» **Excerpt to read**:
********************

A homeless gentleman stepped right in front of me, asking for money. He caught me off guard, so I was a bit more firm than I normally would be. My daughter knows that I don’t like to be directly approached when my hands are full and she is with me. I still have military tendencies even though my Navy days are 20 years behind me. I looked him in the eyes and told him that I would happily go back into the store to buy him a meal, but that I would not give him money. He again asked for money to get back to his tent, but I said I was only going to buy him food.
My daughter and I put our groceries into my RAV4 and made our way back into the grocery store. As we passed him again, he asked if I could also get him a drink. “Sure.” A woman passing by scoffed at him and me. She couldn’t believe that this gentleman would be so bold as to request something specific of me and that I happily obliged. I have helped the poor enough over the years to find nothing surprising about this encounter.
I grabbed a couple of turkey sandwiches, bags of chips, a Gatorade, and a water, paid for them and walked back out of the store. I handed him the food and told him, “God bless,” and he said the same. He was off in an instant to ask others for money, and I needed to get my daughter to the Spanish lesson we were late for. Afterwards, I thought about the scoffing woman.
Why do we help people? Is it because we expect profuse gratitude in return? This is often not what happens when we help the poor. Anyone who has served the poor for a long time knows that many of these people are incredibly lost, wounded, and have forgotten—or never knew–their inherent dignity. There is mental illness, abuse, drug addiction, sexual immorality, and a whole host of other issues. The stories I have been told over the years would startle and confirm the scoffers in their indignation.

********************

» **Data shown**:

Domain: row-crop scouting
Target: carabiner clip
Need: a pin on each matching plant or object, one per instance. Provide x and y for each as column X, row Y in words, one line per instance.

********************

» **Short exercise 1**:
Summarize the excerpt about the homeless man in two sentences.
» **Short exercise 2**:
List every item the narrator buys for the man in the excerpt about the homeless man.
» **Short exercise 3**:
In the excerpt about the homeless man, rewrite the paragraph beginning "I grabbed a couple of turkey sandwiches" in two sentences, keeping its main facts.

» **Complete answer 1**:
When a homeless man asked for money outside a grocery store, the narrator refused cash but offered to buy him a meal, then went back in with a daughter and bought food and drinks while a passing woman scoffed. Thinking afterward about that woman, the narrator asks why people help the poor, noting that gratitude often does not follow and that many of the poor are lost and wounded and face mental illness, abuse, drug addiction, and other issues.

» **Complete answer 2**:
- A couple of turkey sandwiches
- Bags of chips
- A Gatorade
- A water

» **Complete answer 3**:
The narrator bought a couple of turkey sandwiches, bags of chips, a Gatorade, and a water, handed them to the man, and exchanged "God bless" with him. He immediately went off to ask others for money, and the narrator hurried the daughter to a late Spanish lesson, later reflecting on the scoffing woman.